* Aim of the task *
Carry on the forum thread about updating iPhones to iOS 5 from the point where it stops.

* Provided text *
- - -

I must have been luck doing right at 1 PM EST then. You may need that beer the others are drinking now.


----------



## darkscot (Nov 13, 2003)

I'm done and it's rebooted. Took about 45 mins. in all


----------



## dona83 (Jun 26, 2005)

Connection to server lost, had to restart the download.  It's going very slow now, was doing 1.5 MB per sec now 0.15.


----------



## spiffychristian (Mar 17, 2008)

.


----------



## Garry (Jan 27, 2002)

Is the iPad build the same as the GM? I'm waiting until my phone is updated before migrating to iCloud


----------



## jimbotelecom (May 29, 2009)

I'm in what seems to be the mega iphone backup of all iphone backups considering I just backed my iphone up 2 minutes before this process started


----------



## John Clay (Jun 25, 2006)

Garry said:


> Is the iPad build the same as the GM? I'm waiting until my phone is updated before migrating to iCloud


iOS 5 is the same as the iOS 5 GM, yes.


----------



## Garry (Jan 27, 2002)

well then, I'll get ready to migrate once my phone finishes upgrading


----------



## jedistemo (Oct 5, 2011)

Servers are too slow for me right now. Will just wait until later tonight to have all of the fun.


----------



## daniels (Jul 27, 2009)

6 minute download time turned into 50 minutes. Extracting software right now


----------



## jimbotelecom (May 29, 2009)

Things have progressed to the restoring iPhone software mode. Almost there.


----------



## jimbotelecom (May 29, 2009)

Now restoring firmware.


----------



## jimbotelecom (May 29, 2009)

iphone rebooting


----------



## Joker Eh (Jan 22, 2008)

jimbotelecom said:


> Now restoring firmware.


Then you will have to restore from backup then restore the apps. A long way to go.

And now Restoring iPhone Music and Videos. Holy crap. My iPhone was full, I am going to be here all day.

I need one of those beers.


----------



## jimbotelecom (May 29, 2009)

Joker Eh said:


> Then you will have to restore from backup then restore the apps. A long way to go.

- - -

* Dataset excerpts *
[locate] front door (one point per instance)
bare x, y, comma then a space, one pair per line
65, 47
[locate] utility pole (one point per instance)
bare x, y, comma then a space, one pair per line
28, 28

- - -

* Result for this task *
Yup this is major long.


----------



## daniels (Jul 27, 2009)

Restoring iPhone from backup 2 minutes left till I can use iOS 5.


----------



## jimbotelecom (May 29, 2009)

I'm showing 2 apple minutes too.


----------



## Joker Eh (Jan 22, 2008)

daniels said:


> Restoring iPhone from backup 2 minutes left till I can use iOS 5.


Nope. You have a long way to go.


----------



## jimbotelecom (May 29, 2009)

Joker Eh said:


> Nope. You have a long way to go.


Party Poopper!


----------



## daniels (Jul 27, 2009)

Joker Eh said:


> Nope. You have a long way to go.


Nooooo :-(, restoring app's and my music is gonna take years.


----------



## Joker Eh (Jan 22, 2008)

daniels said:


> Nooooo :-(, restoring app's and my music is gonna take years.


:lmao::lmao::lmao::lmao::lmao:

I don't like to laugh at someone but I think mine just #%& up. It was on final stages and then for some reason it raised a conflict with a contact which happens to be me and then stopped. So I hit sync and now it is copying photos again. Very wierd.


----------



## jimbotelecom (May 29, 2009)

Apps are now done! IPhone reboot again.


----------



## daniels (Jul 27, 2009)

Okay so I skipped the app restore cause I can't wait any longer. Setting up iCloud.


----------



## Joker Eh (Jan 22, 2008)

daniels said:


> Okay so I skipped the app restore cause I can't wait any longer. Setting up iCloud.


Not a good idea i think.


----------



## daniels (Jul 27, 2009)

Wow thats pretty cool, apps are restoring in the background while I'm using my iPhone!


----------



## Joker Eh (Jan 22, 2008)

jimbotelecom said:


> Apps are now done! IPhone reboot again.


Do you have music and videos?


----------



## jimbotelecom (May 29, 2009)

Done!


----------



## Joker Eh (Jan 22, 2008)

daniels said:


> Wow thats pretty cool, apps are restoring in the background while I'm using my iPhone!


Really? Hmmm.


----------



## jimbotelecom (May 29, 2009)

Joker Eh said:


> Do you have music and videos?


Nope...haha!


----------



## dona83 (Jun 26, 2005)

After five failed attempts over Wifi over the past hour and a half, I disconnected from wifi and plugged in an ethernet cable. Downloaded in 6 minutes. Now backing up...


----------



## wonderings (Jun 10, 2003)

Cant seem to do the update with my iPhone 4. Internal error. I was just going to go clean and use my MacBook Pro to syn my iPhone from now on. Whereas its currently set for my iMac. Could this be the reason why it wont update to iOS 5?

its an iPhone 4


----------



## jimbotelecom (May 29, 2009)

I'm in the cloud. I don't dare have another beer.


----------



## Lawrence (Mar 11, 2003)

I'm finished, Took almost 2 hours, Time to play.


----------



## Niteshooter (Aug 8, 2008)

Hmmm two techs at work are trying to install IOS 5 on their iPhone 4's and getting an error in iTunes once downloaded. Internal error..... hmmm think I shall wait.


----------



## dona83 (Jun 26, 2005)

Error Code 3200.


----------



## Joker Eh (Jan 22, 2008)

Reminder to everyone, go through all settings and make sure you if you don't want things downloaded from cellular data turn it off otherwise you will get a nice bill form your carrier.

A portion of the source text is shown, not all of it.